SOURCE DATA |
+---+

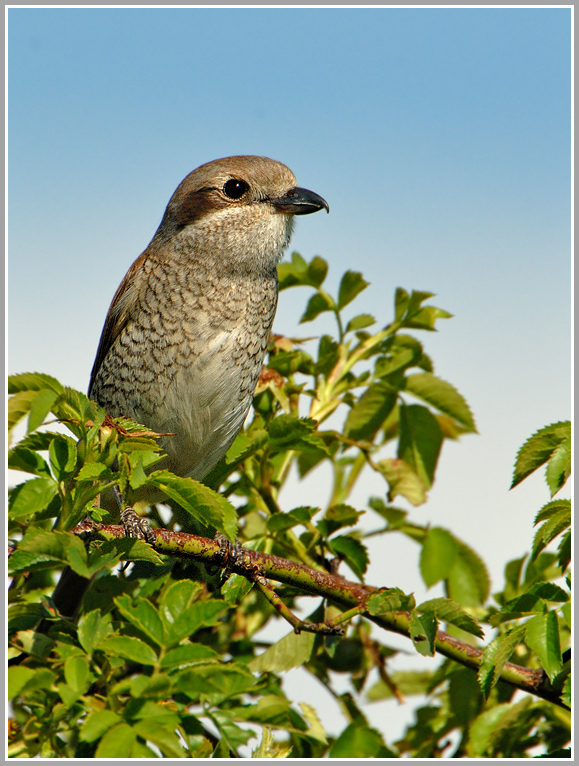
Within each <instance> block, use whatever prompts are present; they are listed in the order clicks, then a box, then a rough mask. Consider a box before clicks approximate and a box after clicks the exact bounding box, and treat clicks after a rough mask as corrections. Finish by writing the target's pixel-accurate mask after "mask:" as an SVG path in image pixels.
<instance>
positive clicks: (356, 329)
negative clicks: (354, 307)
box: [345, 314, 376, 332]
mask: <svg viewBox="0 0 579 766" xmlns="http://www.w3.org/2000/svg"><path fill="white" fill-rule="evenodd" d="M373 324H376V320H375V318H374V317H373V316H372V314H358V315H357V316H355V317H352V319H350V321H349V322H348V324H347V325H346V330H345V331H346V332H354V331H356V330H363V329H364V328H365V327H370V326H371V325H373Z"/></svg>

+---+

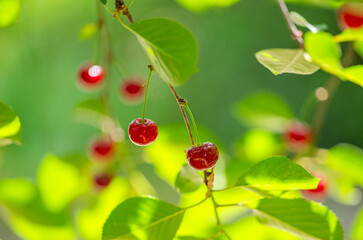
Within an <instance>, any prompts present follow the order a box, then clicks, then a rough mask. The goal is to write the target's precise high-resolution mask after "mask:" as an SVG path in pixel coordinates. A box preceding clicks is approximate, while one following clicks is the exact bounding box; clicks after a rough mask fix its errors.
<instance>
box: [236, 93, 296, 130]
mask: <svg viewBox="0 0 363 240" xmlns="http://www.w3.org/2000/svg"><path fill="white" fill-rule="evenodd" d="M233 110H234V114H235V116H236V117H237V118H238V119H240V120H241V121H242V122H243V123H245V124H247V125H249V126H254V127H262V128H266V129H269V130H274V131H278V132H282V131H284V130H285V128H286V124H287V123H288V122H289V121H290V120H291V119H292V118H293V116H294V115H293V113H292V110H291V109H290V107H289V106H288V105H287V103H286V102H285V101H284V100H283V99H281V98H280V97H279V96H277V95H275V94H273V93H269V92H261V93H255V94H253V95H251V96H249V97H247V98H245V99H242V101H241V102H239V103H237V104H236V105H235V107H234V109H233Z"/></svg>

+---+

ACTIVITY | The word to find is "target". Copy every line of the records that holds it.

EXPECTED OUTPUT |
Within each <instance> block, use whatever prompts are present; they are listed in the order clicks, then a box, then a rough mask. Consider a box before clicks approximate and a box after clicks the exact bounding box, and treat clicks after a rough mask as corrections. Finish by writing the target's pixel-accurate mask after "mask:" as an SVG path in image pixels.
Within an <instance>, any prompts present follow the order a box, then clicks, then a rough mask. The goal is to write the target's precise high-resolution mask after "mask:" as an SVG path in pixel coordinates. A box preceding clicks is approximate, while one following clicks is the exact bounding box; clicks after a rough mask fix its errors.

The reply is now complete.